> [Exercise objective] For each line below that holds the word "above", make a copy.

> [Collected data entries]

BEGIN

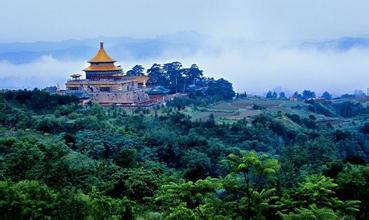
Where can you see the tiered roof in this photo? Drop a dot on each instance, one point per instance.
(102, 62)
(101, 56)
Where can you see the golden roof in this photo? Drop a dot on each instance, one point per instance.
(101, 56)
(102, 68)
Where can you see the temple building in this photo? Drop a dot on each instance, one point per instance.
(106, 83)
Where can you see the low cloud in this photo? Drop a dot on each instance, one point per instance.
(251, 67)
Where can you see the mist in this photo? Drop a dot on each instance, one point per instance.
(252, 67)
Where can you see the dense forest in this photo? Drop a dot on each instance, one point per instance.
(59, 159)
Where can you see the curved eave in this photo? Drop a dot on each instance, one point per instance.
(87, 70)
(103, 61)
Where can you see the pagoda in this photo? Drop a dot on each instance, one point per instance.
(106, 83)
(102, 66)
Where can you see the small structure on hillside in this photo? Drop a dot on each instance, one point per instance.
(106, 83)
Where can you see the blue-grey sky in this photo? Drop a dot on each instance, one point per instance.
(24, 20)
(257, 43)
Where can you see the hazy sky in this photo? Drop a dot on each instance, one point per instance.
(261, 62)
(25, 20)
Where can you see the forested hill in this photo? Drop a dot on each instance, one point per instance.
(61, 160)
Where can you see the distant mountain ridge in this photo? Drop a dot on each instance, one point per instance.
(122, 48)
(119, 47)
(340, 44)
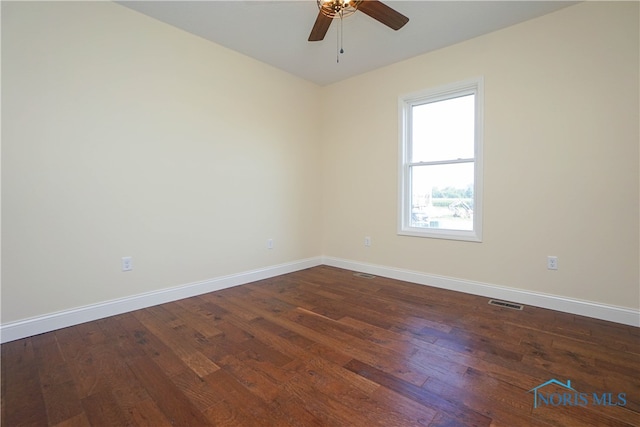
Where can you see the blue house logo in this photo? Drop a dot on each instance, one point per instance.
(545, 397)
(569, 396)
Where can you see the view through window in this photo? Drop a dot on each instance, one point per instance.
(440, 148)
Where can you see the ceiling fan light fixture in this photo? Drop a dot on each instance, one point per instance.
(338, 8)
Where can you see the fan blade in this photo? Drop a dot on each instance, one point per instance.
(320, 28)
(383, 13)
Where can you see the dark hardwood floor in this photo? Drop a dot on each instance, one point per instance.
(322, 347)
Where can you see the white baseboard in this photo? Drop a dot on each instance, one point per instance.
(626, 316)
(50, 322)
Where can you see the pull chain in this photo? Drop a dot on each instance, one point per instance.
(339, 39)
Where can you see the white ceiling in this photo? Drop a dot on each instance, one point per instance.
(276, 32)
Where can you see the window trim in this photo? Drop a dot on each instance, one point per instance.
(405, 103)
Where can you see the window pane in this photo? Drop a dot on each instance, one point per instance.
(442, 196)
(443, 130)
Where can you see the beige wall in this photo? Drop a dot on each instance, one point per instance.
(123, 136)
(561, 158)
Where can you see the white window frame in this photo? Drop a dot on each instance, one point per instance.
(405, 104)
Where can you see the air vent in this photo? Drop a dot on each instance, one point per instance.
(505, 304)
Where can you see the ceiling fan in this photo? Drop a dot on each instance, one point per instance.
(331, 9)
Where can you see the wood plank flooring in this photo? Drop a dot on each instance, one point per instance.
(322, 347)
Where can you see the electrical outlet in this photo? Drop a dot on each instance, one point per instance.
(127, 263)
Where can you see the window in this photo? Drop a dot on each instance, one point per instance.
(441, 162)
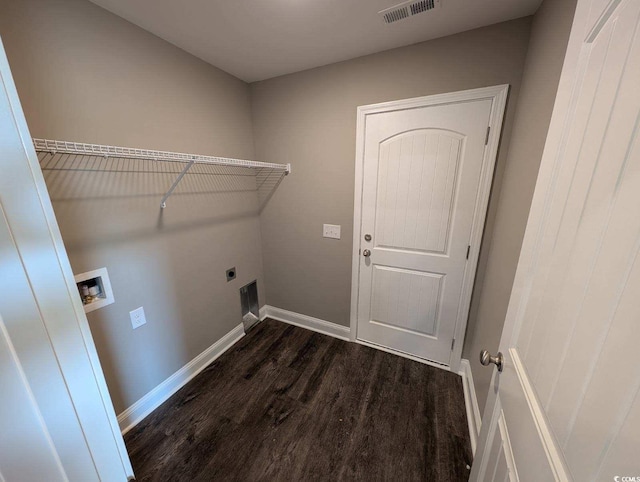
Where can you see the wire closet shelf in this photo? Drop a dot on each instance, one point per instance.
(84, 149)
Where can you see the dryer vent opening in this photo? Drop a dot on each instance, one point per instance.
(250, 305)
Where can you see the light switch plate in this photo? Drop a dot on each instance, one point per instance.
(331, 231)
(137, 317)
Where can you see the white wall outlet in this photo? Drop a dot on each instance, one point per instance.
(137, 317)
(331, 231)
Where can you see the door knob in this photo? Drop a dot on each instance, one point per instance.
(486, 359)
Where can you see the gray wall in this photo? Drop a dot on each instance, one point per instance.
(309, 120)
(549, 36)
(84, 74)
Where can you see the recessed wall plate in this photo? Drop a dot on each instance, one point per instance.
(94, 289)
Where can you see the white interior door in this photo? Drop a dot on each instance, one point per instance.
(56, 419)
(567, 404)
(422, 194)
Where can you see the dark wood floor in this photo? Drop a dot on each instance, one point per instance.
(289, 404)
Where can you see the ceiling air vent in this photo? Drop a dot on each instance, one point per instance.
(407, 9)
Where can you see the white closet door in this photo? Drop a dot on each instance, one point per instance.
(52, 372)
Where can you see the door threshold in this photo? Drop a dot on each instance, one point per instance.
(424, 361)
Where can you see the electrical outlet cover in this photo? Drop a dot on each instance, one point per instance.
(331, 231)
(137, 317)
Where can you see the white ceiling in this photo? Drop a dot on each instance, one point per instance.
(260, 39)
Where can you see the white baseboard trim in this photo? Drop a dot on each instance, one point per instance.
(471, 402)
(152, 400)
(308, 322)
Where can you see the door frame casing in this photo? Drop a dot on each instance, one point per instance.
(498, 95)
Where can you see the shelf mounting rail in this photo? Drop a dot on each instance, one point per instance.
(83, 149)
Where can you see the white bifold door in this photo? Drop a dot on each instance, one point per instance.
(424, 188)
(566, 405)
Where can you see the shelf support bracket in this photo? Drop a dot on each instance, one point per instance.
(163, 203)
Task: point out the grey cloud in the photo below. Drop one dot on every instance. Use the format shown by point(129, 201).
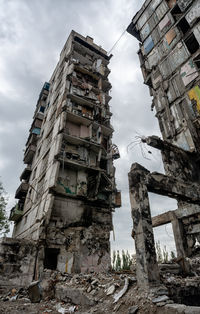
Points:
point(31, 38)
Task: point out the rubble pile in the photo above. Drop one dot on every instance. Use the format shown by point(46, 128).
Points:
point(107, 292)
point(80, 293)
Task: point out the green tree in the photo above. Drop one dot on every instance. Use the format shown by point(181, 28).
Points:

END

> [Reply]
Task: point out the rubble pile in the photo above. Drop one dot on every instance. Use the format shown by point(46, 128).
Task: point out the green tree in the photo above. Drop one dot on every instance. Use the format shown by point(181, 28).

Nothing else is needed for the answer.